### EXERCISE PROMPT
Convert the lines below into a JSON list of strings, one string per line, and omit any blank lines.

### GIVEN RECORDS
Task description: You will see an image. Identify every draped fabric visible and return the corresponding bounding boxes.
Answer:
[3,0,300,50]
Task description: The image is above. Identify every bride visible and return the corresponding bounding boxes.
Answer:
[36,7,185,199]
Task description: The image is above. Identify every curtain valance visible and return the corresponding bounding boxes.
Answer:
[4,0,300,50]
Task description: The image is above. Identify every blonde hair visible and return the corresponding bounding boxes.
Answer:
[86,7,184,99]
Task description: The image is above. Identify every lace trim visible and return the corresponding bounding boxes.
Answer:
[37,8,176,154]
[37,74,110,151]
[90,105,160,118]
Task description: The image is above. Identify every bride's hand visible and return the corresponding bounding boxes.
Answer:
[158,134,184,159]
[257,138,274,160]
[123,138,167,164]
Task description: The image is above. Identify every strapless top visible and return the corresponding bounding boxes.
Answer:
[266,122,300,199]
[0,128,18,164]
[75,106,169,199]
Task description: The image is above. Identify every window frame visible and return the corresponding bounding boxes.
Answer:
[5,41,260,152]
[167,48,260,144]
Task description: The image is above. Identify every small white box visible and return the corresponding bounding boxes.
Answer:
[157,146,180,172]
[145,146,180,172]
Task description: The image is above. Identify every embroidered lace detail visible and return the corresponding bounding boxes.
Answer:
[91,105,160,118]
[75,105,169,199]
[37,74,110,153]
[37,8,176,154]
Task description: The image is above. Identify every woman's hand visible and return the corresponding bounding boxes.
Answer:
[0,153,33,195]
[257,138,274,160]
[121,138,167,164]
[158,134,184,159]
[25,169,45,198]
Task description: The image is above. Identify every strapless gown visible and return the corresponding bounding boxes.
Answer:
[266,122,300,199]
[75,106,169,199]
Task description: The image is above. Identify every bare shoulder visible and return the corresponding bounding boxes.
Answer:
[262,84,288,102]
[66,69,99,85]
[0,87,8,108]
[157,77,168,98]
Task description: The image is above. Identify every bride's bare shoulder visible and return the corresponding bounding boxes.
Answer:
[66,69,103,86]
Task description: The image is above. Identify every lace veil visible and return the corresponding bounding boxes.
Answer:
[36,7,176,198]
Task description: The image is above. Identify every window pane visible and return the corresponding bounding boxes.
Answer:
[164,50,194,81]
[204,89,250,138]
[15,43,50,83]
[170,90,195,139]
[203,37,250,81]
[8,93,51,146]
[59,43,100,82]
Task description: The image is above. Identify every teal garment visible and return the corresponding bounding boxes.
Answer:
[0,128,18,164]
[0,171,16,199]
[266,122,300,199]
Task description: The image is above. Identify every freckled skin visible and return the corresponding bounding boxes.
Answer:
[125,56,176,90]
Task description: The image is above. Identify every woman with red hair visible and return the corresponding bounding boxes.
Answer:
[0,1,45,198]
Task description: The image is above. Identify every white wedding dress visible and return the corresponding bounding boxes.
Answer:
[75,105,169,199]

### EXERCISE ANSWER
[
  "Task description: You will see an image. Identify every draped fabric visible and return the corresponding bounding boxes.",
  "Answer:",
  "[3,0,300,50]",
  "Task description: The image is above. Identify every bride visible and return the corresponding bounding boxes.",
  "Answer:",
  "[36,7,185,199]",
  "Task description: The image is above. Identify every curtain valance visible and return the corresponding bounding boxes.",
  "Answer:",
  "[4,0,300,50]",
  "Task description: The image is above. Identify every blonde hair visible and return the corresponding bounding boxes.",
  "Answer:",
  "[86,7,184,99]",
  "Task description: The image is above. Identify every lace trim visible and return the corresponding bounding boxes.",
  "Answer:",
  "[37,8,176,154]",
  "[37,74,110,151]",
  "[90,105,160,118]",
  "Task description: The image is above. Identify every bride's hand visible and return the corresponding bounding boxes.",
  "Answer:",
  "[158,134,184,159]",
  "[257,138,274,160]",
  "[123,138,167,164]",
  "Task description: The image is above. Identify every strapless top visible and return the corresponding bounding boxes.",
  "Answer:",
  "[266,122,300,199]",
  "[0,128,18,164]",
  "[75,106,169,199]",
  "Task description: The image is above. Identify every window frame visible and return the corresponding bounding boxes.",
  "Answer:",
  "[5,41,260,152]",
  "[167,48,260,144]",
  "Task description: The image is above. Identify every small white box visible and return the corresponding bounding boxes.",
  "Answer:",
  "[157,146,180,172]",
  "[145,146,180,172]",
  "Task description: The image is above. Identify every embroidered lace detail visible and return the corresponding bounding boxes.",
  "Answer:",
  "[91,105,160,118]",
  "[75,105,169,199]",
  "[37,74,110,153]",
  "[37,8,176,154]",
  "Task description: The image is above. Identify every woman's hand visible and return the corresponding bounding boxes.",
  "Answer:",
  "[0,153,33,195]",
  "[257,138,274,160]",
  "[121,138,167,164]",
  "[158,134,184,159]",
  "[25,169,45,198]",
  "Task description: The image is above. Identify every strapless gown visible and return the corresponding bounding boxes.",
  "Answer:",
  "[266,122,300,199]",
  "[75,106,169,199]",
  "Task description: The image is above. Identify every bare shoulder visible and return the corresponding bounding boxes.",
  "Answer:",
  "[262,84,288,102]",
  "[66,69,99,85]",
  "[0,87,8,108]",
  "[157,77,168,98]",
  "Task description: The image is above. Identify every bride's bare shoulder visible and return the corresponding bounding boxes.",
  "Answer:",
  "[66,69,103,86]",
  "Task description: The image is above. Identify every lace veil visible and return the corresponding bounding boxes.",
  "Answer:",
  "[36,7,176,198]",
  "Task description: The image is above. Identify every window pane visible and return the corresponding bounding boxes.",
  "Answer:",
  "[164,50,194,81]",
  "[204,89,250,138]",
  "[15,43,50,83]",
  "[170,90,195,139]",
  "[203,37,250,81]",
  "[8,93,51,146]",
  "[59,43,100,82]",
  "Task description: The image is above. Identify every teal garment visible and return the corresponding bounding boxes.",
  "Answer:",
  "[0,128,18,164]",
  "[0,171,16,199]",
  "[266,122,300,199]",
  "Task description: The image is above. Identify every freckled skin visible and return the corresponding bounding boxes.",
  "Answer:",
  "[125,56,176,90]",
  "Task description: The image is above. Identify every woman with red hair visible and return the corresponding bounding boxes.",
  "Answer:",
  "[0,1,45,198]",
  "Task description: The image is above. Identify every white wedding dress visible and return the corresponding bounding boxes.",
  "Answer:",
  "[75,105,169,199]"
]